● 設問: 下に示す信用金庫の融資形態についての文章を、最後の文の後から書き継いでもらえますか。

● 掲載文:
• • • •
保証付き融資はその名の通り、各保証会社から保証を付与してもらって受ける融資であり、借主のメリットとしては連帯保証人や担保が不要となることがあげられます(必要となる場合もあり)。

また信用金庫側としては、回収がほぼ不可能となった場合に保証会社から全額保証してもらえるというメリットがあり、借りる側・貸す側双方にとってメリットがある融資形態となっています。

こう聞くと保証付き融資はいいことづくめに感じますが、あながちそうではない面もいくつかあります。
デメリットとしては
①保証料が必要になる
②長期の返済期間が取れない
③融資金額の上限がある
等があり、実際の借入計画に合致しない場合も多数あるのです。

これに対しプロパー融資は、借入金額・借入期間の上限は明確に設定されておらず(設定のある信用金庫もあり)、担保提供・連帯保証人は必要となる場合がありますが保証料は不要であり、また金利も交渉次第であるなど、自由度の高いオーダーメイドの融資となります。
• • • •
物体位置アノテーションデータ:
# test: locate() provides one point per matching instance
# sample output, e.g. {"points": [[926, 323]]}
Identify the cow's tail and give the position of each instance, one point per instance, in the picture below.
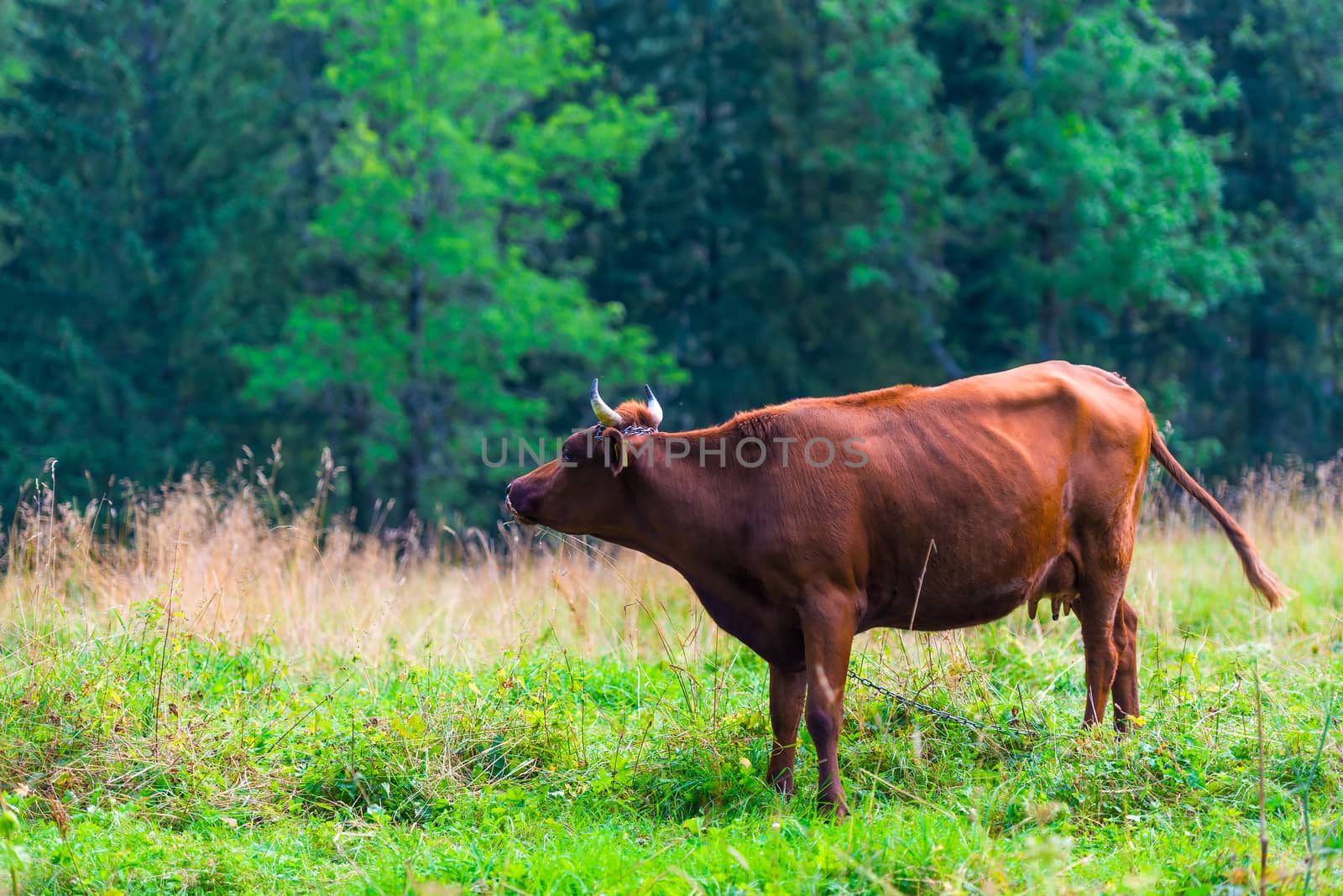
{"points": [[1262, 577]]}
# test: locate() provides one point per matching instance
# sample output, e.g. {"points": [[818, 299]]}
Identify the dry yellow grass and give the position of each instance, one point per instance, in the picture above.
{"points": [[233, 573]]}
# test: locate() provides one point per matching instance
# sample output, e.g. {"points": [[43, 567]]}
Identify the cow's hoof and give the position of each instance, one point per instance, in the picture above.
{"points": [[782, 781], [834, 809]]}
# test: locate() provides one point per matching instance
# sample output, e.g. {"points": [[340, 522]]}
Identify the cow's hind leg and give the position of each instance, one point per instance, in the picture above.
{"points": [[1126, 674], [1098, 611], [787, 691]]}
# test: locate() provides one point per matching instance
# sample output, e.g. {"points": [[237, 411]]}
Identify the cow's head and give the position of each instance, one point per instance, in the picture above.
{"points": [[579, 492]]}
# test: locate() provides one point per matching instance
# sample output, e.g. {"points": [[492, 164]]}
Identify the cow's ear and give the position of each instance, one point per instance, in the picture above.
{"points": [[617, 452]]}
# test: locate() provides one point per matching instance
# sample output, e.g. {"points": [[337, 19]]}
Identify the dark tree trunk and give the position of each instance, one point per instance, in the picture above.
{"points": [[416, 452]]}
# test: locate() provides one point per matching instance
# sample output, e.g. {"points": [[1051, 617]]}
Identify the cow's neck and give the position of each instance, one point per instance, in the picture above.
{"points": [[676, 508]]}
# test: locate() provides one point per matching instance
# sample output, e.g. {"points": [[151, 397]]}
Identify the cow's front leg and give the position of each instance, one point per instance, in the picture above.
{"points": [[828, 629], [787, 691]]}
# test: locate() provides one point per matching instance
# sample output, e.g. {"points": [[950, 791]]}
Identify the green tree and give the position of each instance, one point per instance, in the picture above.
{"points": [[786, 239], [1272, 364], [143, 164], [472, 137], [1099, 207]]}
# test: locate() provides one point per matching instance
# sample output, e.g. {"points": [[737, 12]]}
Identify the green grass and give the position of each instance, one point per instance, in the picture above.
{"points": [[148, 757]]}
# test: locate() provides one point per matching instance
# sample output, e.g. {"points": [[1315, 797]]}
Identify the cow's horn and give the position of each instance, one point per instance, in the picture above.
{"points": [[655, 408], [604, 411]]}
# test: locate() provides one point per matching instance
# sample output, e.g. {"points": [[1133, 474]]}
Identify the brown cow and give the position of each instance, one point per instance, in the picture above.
• • • •
● 解答:
一方、信用金庫にとってプロパー融資は保証会社の保証がない融資となりますので、返済がほぼ不可能となった場合、連帯保証人への返済の請求、担保物件の売却などの膨大な業務コストが発生し、また全額回収の保証もないなど、保証付き融資と比較し極めてリスクの高い融資となります。

そのため、プロパー融資の審査は慎重にならざるを得ず、ハードルはおのずと上がることとなります。

プロパー融資は自由度が高く、借主の意向に沿った組み立てができる融資である一方、信用金庫側としては慎重な審査を行なう必要がある融資であるならば、自社の意向通りのプロパー融資が受けられるということは、自身の会社は信用金庫から信用されていると判断できる訳です。

そういった意味でも、プロパー融資を受けられるかどうかは経営者として把握しておくべき事項なのです。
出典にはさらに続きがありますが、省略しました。